─── ENTRIES SHOWN

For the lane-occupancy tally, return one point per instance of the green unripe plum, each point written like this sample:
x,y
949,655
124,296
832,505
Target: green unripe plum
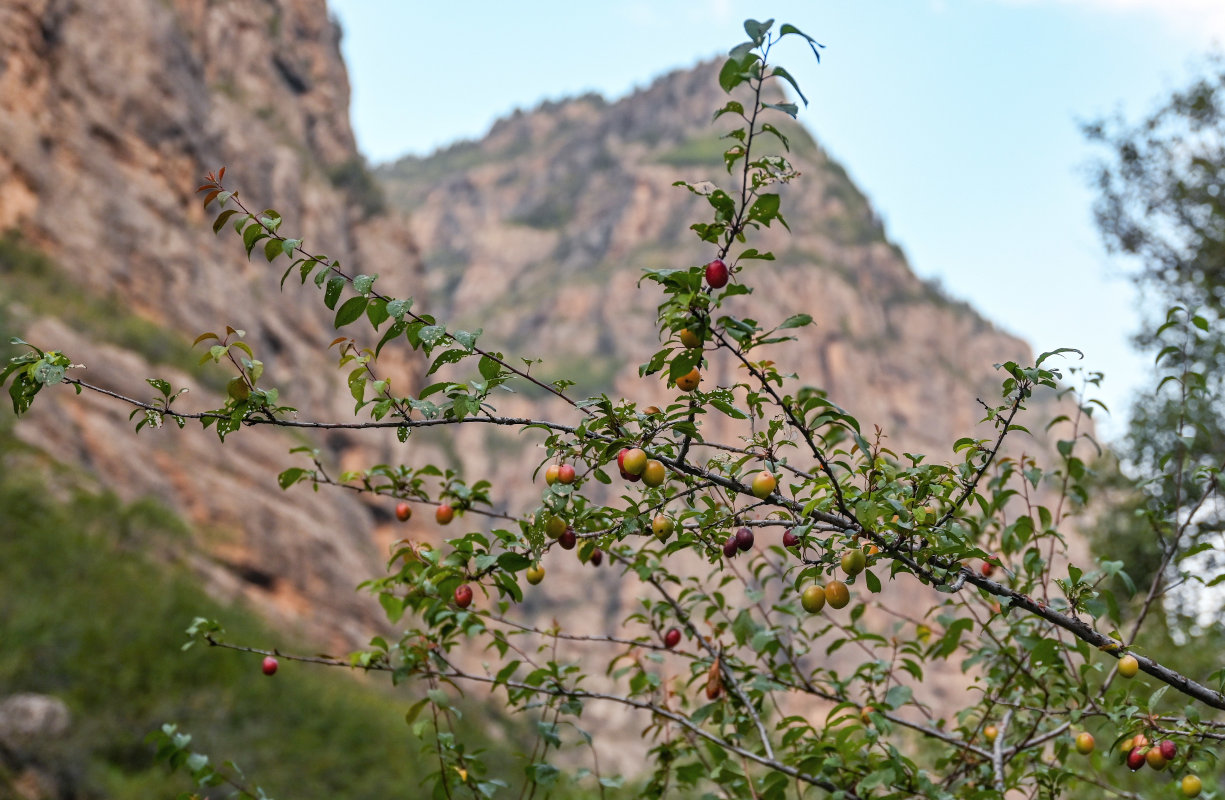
x,y
854,561
814,599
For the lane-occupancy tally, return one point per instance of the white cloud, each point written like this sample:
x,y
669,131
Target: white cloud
x,y
1202,21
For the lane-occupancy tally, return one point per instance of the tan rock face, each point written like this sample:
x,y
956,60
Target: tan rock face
x,y
539,234
110,114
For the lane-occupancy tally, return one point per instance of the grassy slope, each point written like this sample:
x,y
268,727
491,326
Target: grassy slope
x,y
86,618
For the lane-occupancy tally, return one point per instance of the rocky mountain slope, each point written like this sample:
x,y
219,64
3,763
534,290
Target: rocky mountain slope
x,y
110,113
539,233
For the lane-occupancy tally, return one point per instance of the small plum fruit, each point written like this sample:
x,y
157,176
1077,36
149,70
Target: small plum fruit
x,y
814,599
654,473
635,461
689,381
763,484
837,594
854,561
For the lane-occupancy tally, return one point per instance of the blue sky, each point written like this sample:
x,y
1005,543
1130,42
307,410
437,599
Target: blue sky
x,y
958,118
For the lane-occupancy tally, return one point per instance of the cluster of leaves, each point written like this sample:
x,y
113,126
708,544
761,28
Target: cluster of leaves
x,y
761,689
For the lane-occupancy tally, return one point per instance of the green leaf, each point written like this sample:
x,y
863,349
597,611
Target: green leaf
x,y
272,248
731,75
289,477
376,311
251,235
787,76
431,333
222,218
333,293
350,310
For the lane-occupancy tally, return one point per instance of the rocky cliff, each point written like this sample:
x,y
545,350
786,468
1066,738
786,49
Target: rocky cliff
x,y
539,233
110,113
540,230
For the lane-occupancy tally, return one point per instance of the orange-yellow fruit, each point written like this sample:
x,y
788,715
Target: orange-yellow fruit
x,y
837,594
689,381
654,473
763,484
814,599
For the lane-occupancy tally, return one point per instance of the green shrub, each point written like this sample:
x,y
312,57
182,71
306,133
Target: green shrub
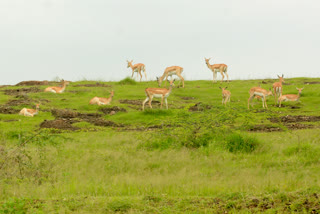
x,y
127,81
238,143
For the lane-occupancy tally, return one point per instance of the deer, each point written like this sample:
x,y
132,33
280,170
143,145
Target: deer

──────

Repeat every line above precisely; pictures do not belong in the copy.

| RESULT FOR THIS EXERCISE |
For the lane-occupancy tally, return one point per instance of the green unripe plum, each point written like this sample:
x,y
949,655
124,296
832,505
Target: green unripe plum
x,y
854,561
814,599
For the lane-occupancy tally, return one point per instance of the white cloud, each point written like this sample:
x,y
669,131
Target: white cloud
x,y
1202,21
For the lane-occupancy tally, return one point per instance of the tan rock face, each point written like this sample:
x,y
956,60
Target: tan rock face
x,y
539,234
110,114
For the lane-occupancy tally, return one point per instance of the grassy slope, each point written like this sample:
x,y
268,727
491,326
Target: grassy slope
x,y
86,618
For the lane-occupancy tally, return one point per instance of the rocky mountain slope, each point written like this sample:
x,y
219,64
3,763
534,290
Target: rocky mountain slope
x,y
110,113
539,233
For the lane-occupancy tally, return one point per instance of the small plum fruit, each point written like this sample:
x,y
157,176
1077,36
149,70
Target: small plum fruit
x,y
814,599
654,473
635,461
689,381
763,484
837,594
854,561
For the lane-occupancy tally, return one point per instance of the blue sky, each point written like this sample:
x,y
1005,543
1130,42
307,410
437,599
Target: blue sky
x,y
958,118
For the lane-occupancy tally, return one point per instance of the cluster of leaves, each point written like this sample:
x,y
113,126
708,544
761,28
Target: cluster of leaves
x,y
761,689
For the lane-occupancy tally, return one point per instance of the green leaf, each point written like this sample:
x,y
863,349
597,611
Target: green leaf
x,y
272,248
731,75
289,477
376,311
251,235
787,76
431,333
222,218
333,293
350,310
For the lane-occupancy tally, return one point per instance of the rocky cliff, each point written like this sample:
x,y
545,350
786,468
1066,738
786,49
Target: rocky cliff
x,y
539,233
110,113
540,230
For the lane-occupancy tally, return one point per instance of the orange-yellow fruit, each point written like this sample:
x,y
788,715
Target: orange-yellow fruit
x,y
837,594
689,381
654,473
763,484
814,599
For the lane-occupancy tally, return one point per instance of the green shrub, each point written like this sample:
x,y
312,57
182,71
306,133
Target: green shrub
x,y
127,81
238,143
For the lane-occupancy tally, return one point per instance of the deer, each point written like this sample:
x,y
132,33
280,170
143,145
Target: deer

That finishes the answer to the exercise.